Texte fourni -
━━━━━━━━━━

Article de Joseph Gabel alias Lucien Martin paru dans La Revue socialiste, n° 24-25-26, janvier-février-mars 1949, p. 187-192

Dans la série de stupidités criminelles qui jalonnent l’histoire de ce temps, le meurtre du Comte Bernadotte mérite indiscutablement une place d’honneur. Crime incompréhensible à prime abord car d’un côté il est trop évident que ce geste aura porté préjudice à la cause du jeune état d’Israël et fourni une arme aux antisémites du monde entier et de l’autre on voit très mal les avantages que pouvaient raisonnablement en attendre ses auteurs. On aimerait pouvoir plaider la folie voire la provocation arabe. Cependant la responsabilité de l’attentat est d’ores et déjà revendiquée par un groupement extrémiste et force est d’admettre qu’une certaine pensée politique – aussi fausse qu’elle soit – a présidé à son exécution. Nous essayerons de donner une analyse objective des dessous psychologiques et politiques de cet attentat dans la genèse duquel intervinrent deux ordres de facteurs : l’extrémisme ultranationaliste juif et la politique juive du communisme mondial dont le premier semble être à l’heure actuelle l’instrument plus ou moins conscient.

Il existe un ultranationalisme juif. Dans le monde juif, dont le sionisme ne constitue qu’une fraction, cette tendance correspond aux aspirations d’une minorité infime certes mais d’autant plus agissante. A l’époque où fascisme et antisémitisme n’étaient pas encore synonymes, Vladimir Jabotinski présidait aux destinées d’un authentique fascisme juif ; ses adhérents portaient des chemises de couleur, saluaient à la romaine et réclamaient à cor et à cri l’attribution à l’Italie du mandat palestinien ! Actuellement la tradition révisionniste est continuée par la Riposte, organe parisien de l’Irgoun qui compte d’ailleurs un Jabotinski parmi ses collaborateurs. Or l’Irgoun est de tendance nettement russophile. (Le Stern l’est encore plus). Le fait que l’U.R.S.S. recrute ses partisans parmi les Israéliens que leurs compatriotes situent à l’extrême-droite de l’opinion juive est hautement significatif : il mérite d’être souligné.

━━━━━━━━━━

Données extraites -

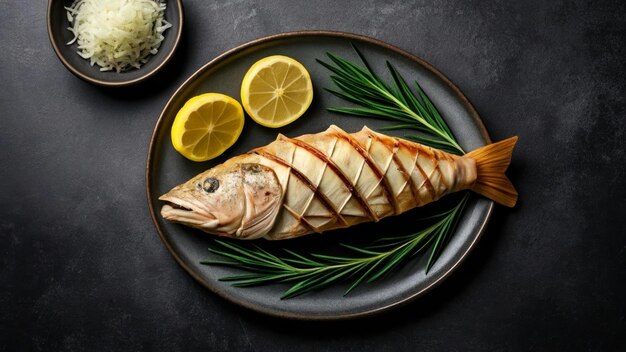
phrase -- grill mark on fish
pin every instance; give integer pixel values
(301, 219)
(394, 159)
(321, 196)
(318, 154)
(397, 144)
(385, 185)
(426, 183)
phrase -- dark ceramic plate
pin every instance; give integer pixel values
(59, 36)
(166, 168)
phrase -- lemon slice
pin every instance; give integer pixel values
(206, 126)
(276, 91)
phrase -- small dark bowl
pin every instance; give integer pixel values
(59, 36)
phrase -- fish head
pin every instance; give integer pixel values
(237, 200)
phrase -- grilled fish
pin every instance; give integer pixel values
(329, 180)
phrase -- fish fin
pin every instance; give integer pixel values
(491, 162)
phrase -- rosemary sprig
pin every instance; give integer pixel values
(307, 272)
(316, 271)
(363, 87)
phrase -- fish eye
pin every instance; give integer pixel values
(210, 184)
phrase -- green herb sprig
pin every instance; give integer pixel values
(315, 271)
(362, 86)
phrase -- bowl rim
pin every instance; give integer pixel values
(105, 83)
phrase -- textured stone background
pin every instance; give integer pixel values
(81, 267)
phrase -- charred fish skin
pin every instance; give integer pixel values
(330, 180)
(338, 179)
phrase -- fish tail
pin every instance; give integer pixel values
(491, 162)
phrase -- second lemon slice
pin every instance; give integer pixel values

━━━━━━━━━━

Consigne -
D'après l'article sur le meurtre du comte Bernadotte, répondez brièvement :
1. Dans quelle revue cet article a-t-il paru ?
2. Quels sont les deux ordres de facteurs que l'auteur dit intervenir dans la genèse de l'attentat ?
3. Quelle publication continue aujourd'hui la tradition révisionniste, selon le texte ?

Réponse -
1. Dans La Revue socialiste, n° 24-25-26, janvier-février-mars 1949.
2. L'extrémisme ultranationaliste juif et la politique juive du communisme mondial.
3. La Riposte, organe parisien de l'Irgoun.